> _Extracted text_:

Since the definition of the range space is

R (T) = \{ y \mid y = T(x), \forall x \in \mathcal{U} \},

all vectors in R (T) are linear combinations of T (b_{k+1}) \dots, T (b_{n}).

Also, since b_{k+1}, \dots, b_{n} \in \mathcal{U}, we have

T (b_{k+1}), \dots, T (b_{n}) \in R (T).

by the definition of the range space.

Thus, by the property of span

R (T) = \text{span} (T (b_{k+1}), \dots, T (b_{n})).

Then we will show that T (b_{k+1}), \dots, T (b_{n}) are linearly independent by supposing a set of \beta_{k+1}, \dots, \beta_{n} such that

\begin{aligned} \sum_{i=k+1}^{n} \beta_{i} T (b_{i}) & = 0 \\ T \left( \sum_{i=k+1}^{n} \beta_{i} b_{i} \right) & = 0 & [\text{T is linear}] \\ \sum_{i=k+1}^{n} \beta_{i} b_{i} & \in N (T) & [\text{def of null space}] \\ \end{aligned}

Since \{ b_{1}, \dots, b_{k} \} is also a basis of the N (T), there exists a set of \gamma_{1}, \dots, \gamma_{k} such that

\begin{aligned} \sum_{i=k+1}^{n} \beta_{i} b_{i} & = \sum_{i=j}^{k} \gamma_{j} b_{j} \\ \sum_{i=k+1}^{n} \beta_{i} b_{i} + \sum_{j=1}^{k} - \gamma_{j} b_{j} & = 0. \end{aligned}

Since \{ b_{1}, \dots, b_{n} \} are linearly independent, it must hold that

\beta_{i} = \gamma_{j} = 0 \quad i = k + 1, \dots, n, j = 1, \dots, k.

Thus, we have shown that

\sum_{i=k+1}^{n} \beta_{i} T (b_{i}) = 0 \iff \beta_{i} = 0 \quad i = k + 1, \dots, n,

which means the vectors T (b_{k + 1}), \dots, T (b_{n}) are linearly independent and therefore is a basis of R (T).

> _Provided material_:

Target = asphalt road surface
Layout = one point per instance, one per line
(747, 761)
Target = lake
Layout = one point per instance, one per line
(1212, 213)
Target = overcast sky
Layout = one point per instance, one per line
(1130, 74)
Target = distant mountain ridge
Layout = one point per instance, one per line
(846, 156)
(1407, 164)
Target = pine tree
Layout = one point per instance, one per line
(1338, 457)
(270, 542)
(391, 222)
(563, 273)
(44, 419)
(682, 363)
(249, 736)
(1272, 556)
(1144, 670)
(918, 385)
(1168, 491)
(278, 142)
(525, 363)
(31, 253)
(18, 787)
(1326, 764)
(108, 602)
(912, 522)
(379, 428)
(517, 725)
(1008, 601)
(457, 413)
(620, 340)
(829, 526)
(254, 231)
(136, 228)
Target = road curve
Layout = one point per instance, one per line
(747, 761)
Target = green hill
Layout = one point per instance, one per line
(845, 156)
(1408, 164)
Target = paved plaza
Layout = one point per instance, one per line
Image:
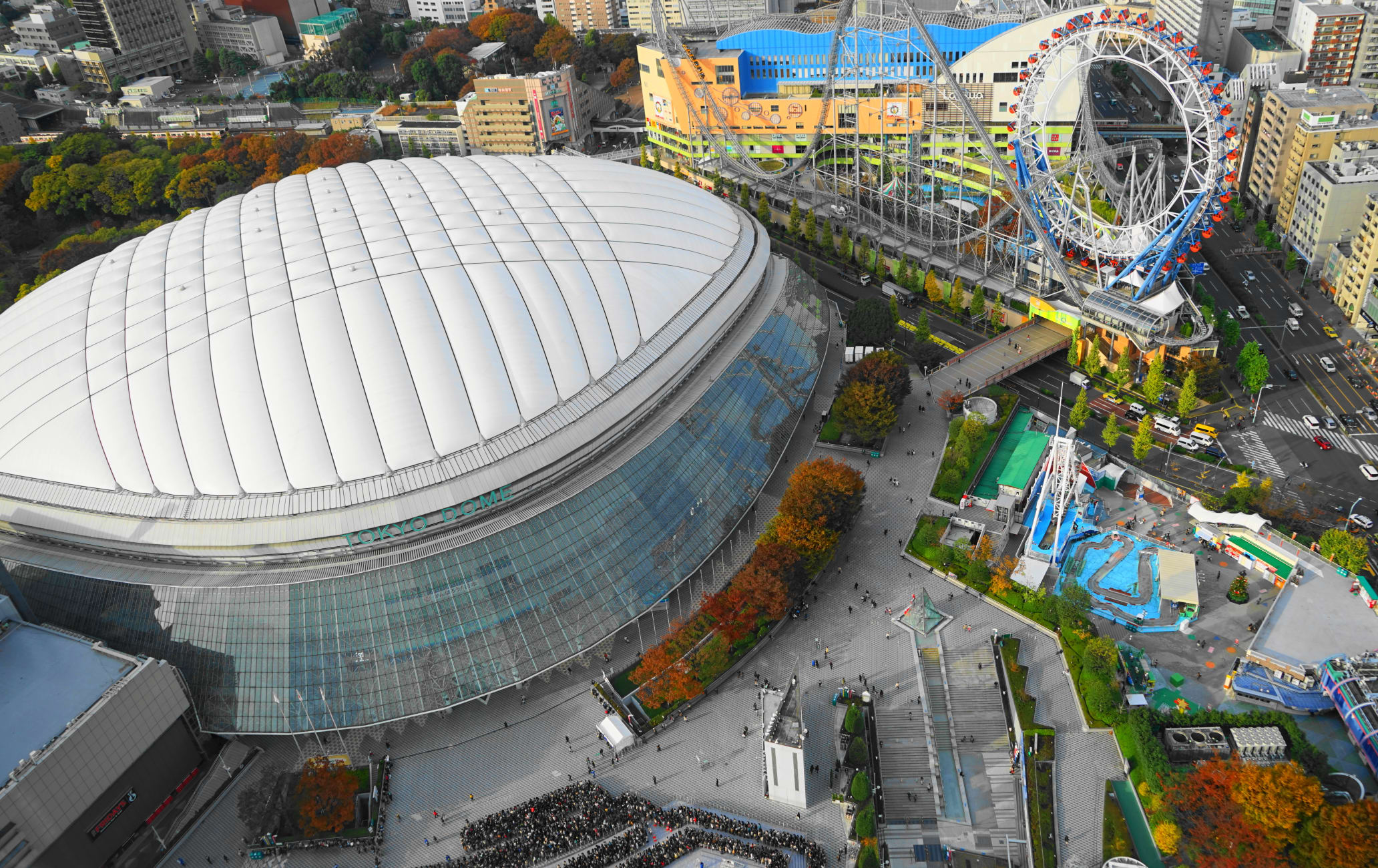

> _Your tasks_:
a - In the proof, what property is used to conclude that R(T) equals the span of T(b_{k+1}), …, T(b_n)?
b - Restate the paragraph of the proof that begins "Since the definition of the range space is" in a single shorter sentence, keeping its main facts.
c - Please reproduce the part of the proof between "Thus, we have" and "basis of R (T).", inclusive.
The records were taken from another source and are not related to the proof.

> _Results in order_:
a - The property of span.

b - Because the range space is defined as R(T) = {y | y = T(x), ∀x ∈ U}, every vector in R(T) is a linear combination of T(b_{k+1}), …, T(b_n).

c -
Thus, we have shown that

\sum_{i=k+1}^{n} \beta_{i} T (b_{i}) = 0 \iff \beta_{i} = 0 \quad i = k + 1, \dots, n,

which means the vectors T (b_{k + 1}), \dots, T (b_{n}) are linearly independent and therefore is a basis of R (T).